• [TASK GOAL] Continue the student's account of the Black Lives Matter event below from the point where it stops.

“I am woke”: a student’s take on Black Lives Matter

The Black Lives Matter movement has become international in scope since its beginnings in 2013 Image: Wikipedia

The #DerayatSOAS event last week was at full capacity, the crowd full of eager faces, myself included. We had come to listen to Deray Mckesson, an American civil rights activist and educator. Deray is a prominent member of the Black Lives Matter (BLM) movement and is known for his activism on social media, mainly Instagram, Twitter and Facebook. He has been active in the Ferguson, Baltimore, Maryland and Missouri protests. Deray, dressed in his signature vest, gave a motivating speech about the movement, his involvement and the lessons that can be learnt from BLM as well as the way forward. Deray stressed the need to organise people who are sympathetic to the movement, as “no one is born woke”.

Deray’s motivation to join the BLM movement stemmed from the fact that he wanted to see what was really going on in places like Ferguson. After making the decision to go, he appealed for support on Twitter by asking if anyone would host him while he was in there: “does anyone have a couch for me to sleep on?” What he realised is that “what was happening on the ground and what was being represented in the media were conflicting”. BLM activists used social media platforms to counteract the media narrative and bring light to what was happening on the ground as it was occurring.

Political activist DeRay Mckesson with his SOAS fans

Political activist DeRay Mckesson with his SOAS fans

The public outrage against black people being killed as a result of police actions is what has fuelled the BLM movement. Its success is measured by the fact that it became mainstream. The video evidence and raising body count of black lives who died at the hands of police have shown that there is a deeper systemic issue of police brutality that affects all Americans but especially black Americans. Deray views this mainstreaming development as a victory, as both the public and black people now understand that there is a problem of police brutality in the US. Furthermore, BLM has become global with the movement spreading to other countries. I myself became aware of BLM whilst living in Australia.

Intersectionality and BLM:

The truth about the complexity of identity and intersectionality is that we are all complex and beautiful. Intersectionality is defined as “the interconnected nature of social categorisations such as race, class and gender as they apply to a given individual or group, regarded as creating overlapping and interdependent systems of discrimination or disadvantage” (Oxford Dictionary). Marginalised groups, including those with disabilities, indigenous people, refugees and migrants, Muslims, people of colour and LGBTQI+, experience greater levels of discrimination because they are not part of the power hierarchy. Deray as a young gay black man touched upon the importance of intersectionality by recognising the multiple identities that a person may have and how this impacts their views and experiences of the world.

• [SOURCE DATA]
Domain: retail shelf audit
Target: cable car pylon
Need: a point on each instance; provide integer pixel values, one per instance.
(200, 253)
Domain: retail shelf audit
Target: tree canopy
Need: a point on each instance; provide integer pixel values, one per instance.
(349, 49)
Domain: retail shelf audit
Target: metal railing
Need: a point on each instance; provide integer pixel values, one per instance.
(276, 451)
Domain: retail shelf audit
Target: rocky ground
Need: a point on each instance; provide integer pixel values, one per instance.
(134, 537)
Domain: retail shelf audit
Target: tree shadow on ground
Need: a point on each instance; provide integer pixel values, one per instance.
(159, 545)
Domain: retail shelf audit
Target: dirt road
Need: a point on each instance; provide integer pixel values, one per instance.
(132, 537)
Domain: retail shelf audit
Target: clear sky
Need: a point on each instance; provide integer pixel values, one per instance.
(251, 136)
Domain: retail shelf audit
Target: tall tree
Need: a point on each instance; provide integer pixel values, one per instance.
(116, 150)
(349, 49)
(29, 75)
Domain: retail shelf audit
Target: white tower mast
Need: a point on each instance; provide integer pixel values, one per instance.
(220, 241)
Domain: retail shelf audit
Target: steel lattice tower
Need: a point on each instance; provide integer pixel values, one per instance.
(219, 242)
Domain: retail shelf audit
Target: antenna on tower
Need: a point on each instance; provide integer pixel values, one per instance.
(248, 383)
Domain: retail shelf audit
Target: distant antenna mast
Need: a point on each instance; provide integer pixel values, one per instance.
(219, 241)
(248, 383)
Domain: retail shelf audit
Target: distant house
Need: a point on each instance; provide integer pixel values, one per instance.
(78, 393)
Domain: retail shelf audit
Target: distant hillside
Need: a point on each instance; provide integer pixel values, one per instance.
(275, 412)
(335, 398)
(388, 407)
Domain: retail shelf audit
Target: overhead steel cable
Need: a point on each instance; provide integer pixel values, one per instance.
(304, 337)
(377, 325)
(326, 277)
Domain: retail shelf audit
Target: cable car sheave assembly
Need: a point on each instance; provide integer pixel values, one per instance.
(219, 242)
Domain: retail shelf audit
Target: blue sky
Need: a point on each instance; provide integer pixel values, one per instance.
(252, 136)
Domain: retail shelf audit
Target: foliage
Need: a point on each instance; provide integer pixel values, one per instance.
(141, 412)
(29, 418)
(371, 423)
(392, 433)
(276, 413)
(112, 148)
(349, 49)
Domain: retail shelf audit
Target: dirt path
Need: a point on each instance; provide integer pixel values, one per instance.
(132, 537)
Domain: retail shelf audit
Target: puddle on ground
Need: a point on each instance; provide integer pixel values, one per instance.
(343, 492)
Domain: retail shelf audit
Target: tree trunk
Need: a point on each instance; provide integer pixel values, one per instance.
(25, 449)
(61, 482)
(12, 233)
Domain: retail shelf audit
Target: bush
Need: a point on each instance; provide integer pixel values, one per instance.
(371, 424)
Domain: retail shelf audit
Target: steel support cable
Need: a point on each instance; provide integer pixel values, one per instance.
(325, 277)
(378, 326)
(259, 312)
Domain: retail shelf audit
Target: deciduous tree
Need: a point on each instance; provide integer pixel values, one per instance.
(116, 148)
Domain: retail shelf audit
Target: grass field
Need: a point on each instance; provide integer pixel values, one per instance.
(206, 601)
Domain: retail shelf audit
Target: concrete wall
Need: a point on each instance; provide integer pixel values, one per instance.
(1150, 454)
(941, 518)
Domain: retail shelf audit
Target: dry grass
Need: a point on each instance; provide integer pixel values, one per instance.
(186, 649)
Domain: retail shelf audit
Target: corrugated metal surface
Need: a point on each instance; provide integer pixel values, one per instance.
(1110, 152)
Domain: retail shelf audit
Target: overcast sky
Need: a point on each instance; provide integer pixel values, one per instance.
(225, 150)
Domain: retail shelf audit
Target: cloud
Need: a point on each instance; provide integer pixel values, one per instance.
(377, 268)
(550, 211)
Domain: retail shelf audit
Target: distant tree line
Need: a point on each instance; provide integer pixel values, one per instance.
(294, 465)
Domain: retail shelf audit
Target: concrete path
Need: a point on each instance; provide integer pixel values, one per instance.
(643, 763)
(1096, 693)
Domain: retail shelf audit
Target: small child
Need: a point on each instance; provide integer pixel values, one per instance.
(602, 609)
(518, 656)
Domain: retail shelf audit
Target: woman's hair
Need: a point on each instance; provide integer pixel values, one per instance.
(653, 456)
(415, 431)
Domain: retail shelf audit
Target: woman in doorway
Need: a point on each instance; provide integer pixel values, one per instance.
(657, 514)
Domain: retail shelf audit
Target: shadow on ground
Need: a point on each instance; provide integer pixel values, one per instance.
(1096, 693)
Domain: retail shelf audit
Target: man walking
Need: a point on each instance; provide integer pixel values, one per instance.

• [TASK RESULT]
BLM and being black and Muslim

As a Muslim, Somali woman who has grown up in Australia, I have an intersectional experience. Experiencing many identities and falling within many groups does have its benefits. It allows me to have a stereoscopic view of the world and of global issues. I have access to groups and shared cultures, as a Muslim, as a black person and as a woman. However, I have experienced layers of discrimination as well. This rich lived experience has made me more tolerant, resilient and creative. Issues arise when groups I am a part of fail to see how the layers of my identity can impact me. Some black people may not recognise that as a Muslim, I also experience Islamophobia and that further marginalises me. In the Muslim community, other Muslims may not recognise the issues that especially impact black people or the importance of advocating and supporting these issues. Furthermore, many men may not understand the impact of barriers that especially affect women in a patriarchal society. Those in positions of power and privilege relative to others may be blind to the oppression of the marginalised group.

The way forward:

As a Muslim, Somali Black woman I am “woke” to the issues of race, gender and Islamophobia because I am part of each especially affected group. As no one is born woke, the role of allies, as Deray said in the event is “an invitation to help, to use your privilege to centre oppressed people … the oppressed people should lead”. There’s a role for everybody.  As Deray eloquently put “protest is not just about being on the streets, protest is about truth telling”. There are many ways that you can become an ally; you can tell the truth about injustices or systems that discriminate or marginalise people, you can protest, and you can organise with others to bring about change. A knowledge and awareness of intersectionality, can help us to better acknowledge and ground the differences among us and address the barriers that marginalised groups experience.

Lucky Giirre is studying for an LLM in Human Rights, Conflict and Justice at SOAS. She is also a Chevening Scholar – Somalia 2016/17.